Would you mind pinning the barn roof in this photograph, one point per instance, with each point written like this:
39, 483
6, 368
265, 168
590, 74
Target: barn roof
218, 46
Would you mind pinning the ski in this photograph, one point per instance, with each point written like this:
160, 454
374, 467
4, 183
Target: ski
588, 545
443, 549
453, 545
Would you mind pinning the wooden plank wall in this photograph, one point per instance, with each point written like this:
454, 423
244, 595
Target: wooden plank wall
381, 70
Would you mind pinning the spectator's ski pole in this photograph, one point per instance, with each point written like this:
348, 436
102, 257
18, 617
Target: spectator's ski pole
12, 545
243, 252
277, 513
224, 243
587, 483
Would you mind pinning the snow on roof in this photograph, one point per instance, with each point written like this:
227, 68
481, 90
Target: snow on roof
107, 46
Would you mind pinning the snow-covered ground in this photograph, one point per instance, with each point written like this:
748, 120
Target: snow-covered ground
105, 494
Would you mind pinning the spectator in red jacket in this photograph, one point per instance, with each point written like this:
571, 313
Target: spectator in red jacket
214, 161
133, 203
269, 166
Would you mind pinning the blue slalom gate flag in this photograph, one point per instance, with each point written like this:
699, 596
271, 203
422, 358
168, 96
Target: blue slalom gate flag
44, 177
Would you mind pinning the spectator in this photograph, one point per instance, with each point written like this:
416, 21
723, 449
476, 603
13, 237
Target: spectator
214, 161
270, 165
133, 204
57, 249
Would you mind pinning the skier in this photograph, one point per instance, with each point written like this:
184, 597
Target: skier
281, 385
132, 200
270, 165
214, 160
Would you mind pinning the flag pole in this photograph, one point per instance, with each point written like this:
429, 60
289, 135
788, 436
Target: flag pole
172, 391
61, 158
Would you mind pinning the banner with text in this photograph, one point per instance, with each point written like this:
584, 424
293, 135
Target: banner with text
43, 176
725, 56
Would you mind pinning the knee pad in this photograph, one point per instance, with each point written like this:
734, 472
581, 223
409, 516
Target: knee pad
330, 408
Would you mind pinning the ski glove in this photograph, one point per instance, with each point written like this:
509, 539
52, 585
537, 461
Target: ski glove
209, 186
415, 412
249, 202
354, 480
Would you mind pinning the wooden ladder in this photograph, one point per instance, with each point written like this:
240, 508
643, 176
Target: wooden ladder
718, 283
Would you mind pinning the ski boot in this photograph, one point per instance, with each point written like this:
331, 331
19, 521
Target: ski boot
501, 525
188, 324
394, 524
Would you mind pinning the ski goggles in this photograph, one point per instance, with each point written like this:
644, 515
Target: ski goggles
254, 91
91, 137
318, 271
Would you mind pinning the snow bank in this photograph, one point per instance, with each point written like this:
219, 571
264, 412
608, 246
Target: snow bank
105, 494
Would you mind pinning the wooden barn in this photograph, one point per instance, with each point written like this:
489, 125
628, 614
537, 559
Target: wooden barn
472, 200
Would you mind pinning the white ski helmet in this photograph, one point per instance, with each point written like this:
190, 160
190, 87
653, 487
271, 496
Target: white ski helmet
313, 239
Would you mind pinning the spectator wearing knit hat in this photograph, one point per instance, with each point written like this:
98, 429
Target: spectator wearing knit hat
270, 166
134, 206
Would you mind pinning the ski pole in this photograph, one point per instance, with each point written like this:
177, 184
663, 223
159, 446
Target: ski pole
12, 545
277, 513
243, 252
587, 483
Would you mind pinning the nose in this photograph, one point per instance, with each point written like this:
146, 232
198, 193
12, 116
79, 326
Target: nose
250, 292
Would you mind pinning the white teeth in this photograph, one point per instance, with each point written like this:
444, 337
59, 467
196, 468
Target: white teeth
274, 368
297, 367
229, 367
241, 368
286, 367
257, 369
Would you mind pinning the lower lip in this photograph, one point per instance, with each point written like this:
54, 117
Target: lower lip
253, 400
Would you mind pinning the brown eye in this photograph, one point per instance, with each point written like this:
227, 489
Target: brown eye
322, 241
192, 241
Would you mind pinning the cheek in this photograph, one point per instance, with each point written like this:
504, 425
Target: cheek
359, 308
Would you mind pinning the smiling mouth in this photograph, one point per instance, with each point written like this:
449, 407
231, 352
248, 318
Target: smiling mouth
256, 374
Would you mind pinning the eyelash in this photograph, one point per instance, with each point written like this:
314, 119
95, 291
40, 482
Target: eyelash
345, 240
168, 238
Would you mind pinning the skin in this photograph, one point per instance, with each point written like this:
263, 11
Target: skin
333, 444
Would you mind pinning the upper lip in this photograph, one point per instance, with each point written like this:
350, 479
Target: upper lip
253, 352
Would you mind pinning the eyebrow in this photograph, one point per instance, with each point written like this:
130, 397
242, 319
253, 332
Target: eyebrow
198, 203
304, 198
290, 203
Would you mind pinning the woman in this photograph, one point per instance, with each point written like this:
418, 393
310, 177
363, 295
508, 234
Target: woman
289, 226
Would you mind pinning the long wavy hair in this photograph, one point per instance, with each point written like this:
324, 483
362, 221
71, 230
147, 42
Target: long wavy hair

• • • • •

*Your task*
Return every line of the listing that has the word "wavy" in it.

*Output for this task*
Would you mind pinning the long wavy hair in this photograph, one point per instance, with each point written like this:
Target: long wavy hair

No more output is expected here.